# O que fazer
Você pode redigitar todas as linhas do material abaixo, sem alterar nada?

*****

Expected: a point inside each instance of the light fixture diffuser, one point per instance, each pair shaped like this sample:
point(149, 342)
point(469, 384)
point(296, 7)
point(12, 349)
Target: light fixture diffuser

*****

# O resultado
Expected: a point inside each instance of the light fixture diffuser, one point per instance, each pair shaped like this sample:
point(149, 342)
point(469, 384)
point(296, 7)
point(12, 349)
Target: light fixture diffuser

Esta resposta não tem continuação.